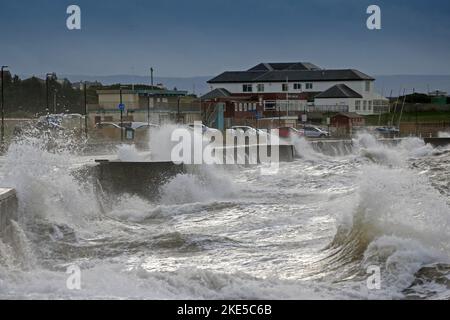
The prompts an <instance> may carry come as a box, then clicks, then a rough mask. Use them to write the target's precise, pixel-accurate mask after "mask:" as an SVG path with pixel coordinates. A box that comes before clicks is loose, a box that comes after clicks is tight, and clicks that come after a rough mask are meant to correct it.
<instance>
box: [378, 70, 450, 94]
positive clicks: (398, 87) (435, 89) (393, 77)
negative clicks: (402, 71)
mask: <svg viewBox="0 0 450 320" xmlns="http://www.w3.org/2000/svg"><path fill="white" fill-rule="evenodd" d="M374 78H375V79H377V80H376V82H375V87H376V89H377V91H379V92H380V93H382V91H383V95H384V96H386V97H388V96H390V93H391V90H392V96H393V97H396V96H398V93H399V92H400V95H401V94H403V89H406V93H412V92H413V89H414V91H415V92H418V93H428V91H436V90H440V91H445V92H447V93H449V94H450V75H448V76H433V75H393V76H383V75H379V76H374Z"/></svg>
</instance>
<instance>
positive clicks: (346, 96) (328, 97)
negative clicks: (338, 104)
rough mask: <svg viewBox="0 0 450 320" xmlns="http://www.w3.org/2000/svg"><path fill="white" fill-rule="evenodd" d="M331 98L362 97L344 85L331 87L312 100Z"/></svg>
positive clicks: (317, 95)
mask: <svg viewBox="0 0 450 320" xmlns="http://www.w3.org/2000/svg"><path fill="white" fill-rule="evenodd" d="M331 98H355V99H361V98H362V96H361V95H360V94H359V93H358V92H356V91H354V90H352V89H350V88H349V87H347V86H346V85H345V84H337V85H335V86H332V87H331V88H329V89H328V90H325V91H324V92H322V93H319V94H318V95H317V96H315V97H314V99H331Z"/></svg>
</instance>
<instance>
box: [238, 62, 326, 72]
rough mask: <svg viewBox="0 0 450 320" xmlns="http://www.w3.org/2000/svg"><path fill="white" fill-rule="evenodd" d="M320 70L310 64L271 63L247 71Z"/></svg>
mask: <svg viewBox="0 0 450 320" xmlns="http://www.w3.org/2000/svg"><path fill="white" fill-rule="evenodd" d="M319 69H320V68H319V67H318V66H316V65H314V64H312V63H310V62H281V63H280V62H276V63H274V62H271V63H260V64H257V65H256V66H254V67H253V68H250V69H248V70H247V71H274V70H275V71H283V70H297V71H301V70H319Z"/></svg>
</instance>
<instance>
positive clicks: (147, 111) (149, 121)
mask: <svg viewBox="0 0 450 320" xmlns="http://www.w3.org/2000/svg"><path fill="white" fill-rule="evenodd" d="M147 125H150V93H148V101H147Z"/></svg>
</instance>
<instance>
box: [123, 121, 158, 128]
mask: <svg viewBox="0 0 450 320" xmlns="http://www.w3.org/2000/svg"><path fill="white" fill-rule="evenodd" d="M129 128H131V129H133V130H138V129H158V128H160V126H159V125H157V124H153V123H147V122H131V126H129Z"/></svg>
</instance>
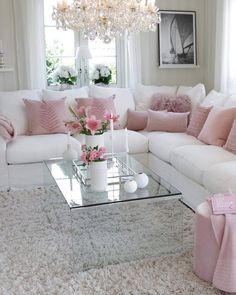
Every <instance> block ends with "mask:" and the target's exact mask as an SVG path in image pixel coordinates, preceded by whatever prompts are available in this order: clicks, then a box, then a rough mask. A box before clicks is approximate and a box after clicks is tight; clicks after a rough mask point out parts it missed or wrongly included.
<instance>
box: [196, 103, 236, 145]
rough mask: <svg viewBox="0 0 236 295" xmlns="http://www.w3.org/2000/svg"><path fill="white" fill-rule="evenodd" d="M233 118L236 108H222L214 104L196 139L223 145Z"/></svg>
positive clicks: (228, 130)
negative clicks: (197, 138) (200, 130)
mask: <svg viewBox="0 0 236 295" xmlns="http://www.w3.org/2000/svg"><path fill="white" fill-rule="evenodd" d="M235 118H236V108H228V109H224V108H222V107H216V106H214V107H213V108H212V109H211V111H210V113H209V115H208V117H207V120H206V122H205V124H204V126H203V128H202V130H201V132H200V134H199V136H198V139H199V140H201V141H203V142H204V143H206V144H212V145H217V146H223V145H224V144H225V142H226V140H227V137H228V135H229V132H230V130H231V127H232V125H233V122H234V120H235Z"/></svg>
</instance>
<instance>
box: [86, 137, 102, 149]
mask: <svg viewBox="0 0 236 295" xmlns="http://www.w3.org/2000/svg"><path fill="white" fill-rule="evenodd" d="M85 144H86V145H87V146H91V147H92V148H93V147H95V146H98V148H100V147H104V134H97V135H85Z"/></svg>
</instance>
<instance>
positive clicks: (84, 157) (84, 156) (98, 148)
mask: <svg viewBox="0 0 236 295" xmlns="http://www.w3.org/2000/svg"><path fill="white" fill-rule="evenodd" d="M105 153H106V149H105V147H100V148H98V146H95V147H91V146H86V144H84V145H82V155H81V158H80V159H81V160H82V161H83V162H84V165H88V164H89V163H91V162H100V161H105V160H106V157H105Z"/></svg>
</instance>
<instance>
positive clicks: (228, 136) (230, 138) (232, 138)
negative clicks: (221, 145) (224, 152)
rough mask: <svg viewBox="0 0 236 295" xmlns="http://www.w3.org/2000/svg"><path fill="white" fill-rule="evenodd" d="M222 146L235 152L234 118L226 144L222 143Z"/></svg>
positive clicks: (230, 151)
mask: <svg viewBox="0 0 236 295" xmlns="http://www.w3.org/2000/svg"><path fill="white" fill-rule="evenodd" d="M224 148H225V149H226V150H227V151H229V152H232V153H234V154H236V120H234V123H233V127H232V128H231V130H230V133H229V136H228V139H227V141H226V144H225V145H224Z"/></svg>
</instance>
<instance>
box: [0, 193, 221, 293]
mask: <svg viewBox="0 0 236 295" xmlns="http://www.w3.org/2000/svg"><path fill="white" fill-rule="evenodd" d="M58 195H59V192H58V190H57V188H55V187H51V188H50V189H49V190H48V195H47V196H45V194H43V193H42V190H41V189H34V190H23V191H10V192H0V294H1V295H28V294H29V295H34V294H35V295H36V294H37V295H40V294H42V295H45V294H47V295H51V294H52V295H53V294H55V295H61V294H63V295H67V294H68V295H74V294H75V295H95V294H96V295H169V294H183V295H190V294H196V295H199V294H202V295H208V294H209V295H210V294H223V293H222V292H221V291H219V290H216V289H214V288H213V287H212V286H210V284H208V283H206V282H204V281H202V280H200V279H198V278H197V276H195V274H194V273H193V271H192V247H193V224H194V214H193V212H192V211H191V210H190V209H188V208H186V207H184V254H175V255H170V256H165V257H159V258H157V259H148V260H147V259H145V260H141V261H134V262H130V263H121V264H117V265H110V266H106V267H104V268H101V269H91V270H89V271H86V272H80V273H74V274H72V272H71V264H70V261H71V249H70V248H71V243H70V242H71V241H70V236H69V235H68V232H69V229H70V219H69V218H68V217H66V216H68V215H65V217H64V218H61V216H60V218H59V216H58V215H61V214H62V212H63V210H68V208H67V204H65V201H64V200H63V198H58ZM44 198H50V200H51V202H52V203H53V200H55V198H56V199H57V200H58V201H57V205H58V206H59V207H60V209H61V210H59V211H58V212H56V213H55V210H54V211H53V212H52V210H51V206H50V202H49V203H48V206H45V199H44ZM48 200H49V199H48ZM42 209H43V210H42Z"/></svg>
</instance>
####
Task prompt
Could the material above be given again exactly, pictures excluded?

Exercise response
The prompts an <instance> may carry come as a box, then clicks, then a rough mask. Use them to write the target's precise, pixel-accurate mask after "mask:" as an SVG path with pixel coordinates. A box that comes before clicks is loose, a box that comes after clicks is tight, and clicks that come after a rough mask are meant to correct it.
<instance>
box: [378, 70, 450, 94]
positive clicks: (398, 87) (435, 89) (393, 77)
negative clicks: (402, 71)
mask: <svg viewBox="0 0 450 320" xmlns="http://www.w3.org/2000/svg"><path fill="white" fill-rule="evenodd" d="M374 78H375V79H377V80H376V82H375V87H376V89H377V91H379V92H380V93H382V91H383V95H384V96H386V97H388V96H390V93H391V90H392V96H393V97H396V96H398V93H399V92H400V95H401V94H403V89H406V93H412V92H413V89H414V91H415V92H418V93H428V91H436V90H440V91H445V92H447V93H449V94H450V75H448V76H433V75H393V76H383V75H379V76H374Z"/></svg>
</instance>
<instance>
positive clicks: (346, 96) (328, 97)
negative clicks: (338, 104)
rough mask: <svg viewBox="0 0 450 320" xmlns="http://www.w3.org/2000/svg"><path fill="white" fill-rule="evenodd" d="M331 98L362 97L344 85L331 87L312 100Z"/></svg>
positive clicks: (317, 95)
mask: <svg viewBox="0 0 450 320" xmlns="http://www.w3.org/2000/svg"><path fill="white" fill-rule="evenodd" d="M331 98H355V99H361V98H362V96H361V95H360V94H359V93H358V92H356V91H354V90H352V89H350V88H349V87H347V86H346V85H345V84H337V85H335V86H332V87H331V88H329V89H328V90H325V91H324V92H322V93H319V94H318V95H317V96H315V97H314V99H331Z"/></svg>
</instance>
<instance>
box: [238, 62, 326, 72]
rough mask: <svg viewBox="0 0 450 320" xmlns="http://www.w3.org/2000/svg"><path fill="white" fill-rule="evenodd" d="M320 70L310 64L271 63L247 71Z"/></svg>
mask: <svg viewBox="0 0 450 320" xmlns="http://www.w3.org/2000/svg"><path fill="white" fill-rule="evenodd" d="M319 69H320V68H319V67H318V66H316V65H314V64H312V63H310V62H281V63H280V62H276V63H274V62H271V63H260V64H257V65H256V66H254V67H253V68H250V69H248V70H247V71H274V70H275V71H283V70H297V71H301V70H319Z"/></svg>
</instance>
<instance>
positive clicks: (147, 111) (149, 121)
mask: <svg viewBox="0 0 450 320" xmlns="http://www.w3.org/2000/svg"><path fill="white" fill-rule="evenodd" d="M147 125H150V93H148V101H147Z"/></svg>
</instance>
<instance>
box: [123, 121, 158, 128]
mask: <svg viewBox="0 0 450 320" xmlns="http://www.w3.org/2000/svg"><path fill="white" fill-rule="evenodd" d="M129 128H131V129H133V130H138V129H158V128H160V126H159V125H157V124H153V123H147V122H131V126H129Z"/></svg>
</instance>
Every <instance> block ends with "mask:" and the target's exact mask as an SVG path in image pixel coordinates, preceded by whatever prompts are available in this order: clicks, then a box, then a rough mask. A box before clicks is approximate and a box after clicks is tight; clicks after a rough mask point out parts it missed or wrongly included.
<instance>
box: [196, 103, 236, 145]
rough mask: <svg viewBox="0 0 236 295" xmlns="http://www.w3.org/2000/svg"><path fill="white" fill-rule="evenodd" d="M233 118L236 108H222L214 104L196 139L223 145Z"/></svg>
positive clicks: (228, 130)
negative clicks: (197, 138) (200, 130)
mask: <svg viewBox="0 0 236 295" xmlns="http://www.w3.org/2000/svg"><path fill="white" fill-rule="evenodd" d="M235 118H236V108H228V109H224V108H222V107H216V106H214V107H213V108H212V109H211V111H210V113H209V115H208V117H207V120H206V122H205V124H204V126H203V128H202V130H201V132H200V134H199V136H198V139H199V140H201V141H203V142H204V143H206V144H212V145H217V146H223V145H224V144H225V142H226V140H227V137H228V135H229V132H230V130H231V127H232V125H233V122H234V120H235Z"/></svg>
</instance>
<instance>
box: [86, 137, 102, 149]
mask: <svg viewBox="0 0 236 295" xmlns="http://www.w3.org/2000/svg"><path fill="white" fill-rule="evenodd" d="M85 144H86V145H87V146H91V147H92V148H93V147H95V146H98V148H100V147H104V134H97V135H85Z"/></svg>
</instance>
<instance>
positive clicks: (84, 157) (84, 156) (98, 148)
mask: <svg viewBox="0 0 236 295" xmlns="http://www.w3.org/2000/svg"><path fill="white" fill-rule="evenodd" d="M105 153H106V149H105V147H100V148H98V146H95V147H91V146H86V144H84V145H82V155H81V158H80V159H81V160H82V161H83V162H84V165H88V164H89V163H91V162H100V161H105V160H106V157H105Z"/></svg>
</instance>
<instance>
positive clicks: (228, 136) (230, 138) (232, 138)
negative clicks: (221, 145) (224, 152)
rough mask: <svg viewBox="0 0 236 295" xmlns="http://www.w3.org/2000/svg"><path fill="white" fill-rule="evenodd" d="M222 146L235 152L234 118L226 144L222 143Z"/></svg>
positive clicks: (230, 151)
mask: <svg viewBox="0 0 236 295" xmlns="http://www.w3.org/2000/svg"><path fill="white" fill-rule="evenodd" d="M224 148H225V149H226V150H227V151H229V152H232V153H234V154H236V120H234V123H233V127H232V128H231V130H230V133H229V136H228V139H227V141H226V144H225V145H224Z"/></svg>
</instance>
<instance>
box: [0, 193, 221, 293]
mask: <svg viewBox="0 0 236 295" xmlns="http://www.w3.org/2000/svg"><path fill="white" fill-rule="evenodd" d="M58 195H59V192H58V190H57V188H55V187H51V188H50V189H49V190H48V195H47V196H45V194H43V193H42V190H41V189H34V190H23V191H10V192H0V294H1V295H28V294H29V295H34V294H35V295H36V294H37V295H40V294H42V295H45V294H47V295H51V294H52V295H53V294H55V295H61V294H63V295H67V294H68V295H74V294H75V295H95V294H96V295H169V294H183V295H190V294H196V295H199V294H202V295H208V294H209V295H210V294H223V293H222V292H221V291H219V290H216V289H214V288H213V287H212V286H210V284H208V283H206V282H204V281H202V280H200V279H198V278H197V276H195V274H194V273H193V271H192V247H193V224H194V214H193V212H192V211H191V210H190V209H188V208H186V207H184V254H175V255H170V256H165V257H159V258H157V259H148V260H147V259H145V260H141V261H134V262H130V263H121V264H117V265H110V266H106V267H104V268H101V269H91V270H89V271H86V272H80V273H74V274H72V272H71V264H70V261H71V249H70V248H71V243H70V242H71V241H70V236H69V235H68V232H69V229H70V219H69V218H68V217H66V216H68V215H65V217H64V218H61V216H60V218H59V216H58V215H61V214H62V212H63V210H68V208H67V204H65V201H64V200H63V198H58ZM44 198H50V200H51V202H52V203H53V200H55V198H56V199H57V200H58V201H57V205H58V206H59V207H60V209H61V210H59V211H58V212H56V213H55V210H54V211H53V212H52V210H51V206H50V202H49V203H48V206H45V199H44ZM48 200H49V199H48ZM42 209H43V210H42Z"/></svg>
</instance>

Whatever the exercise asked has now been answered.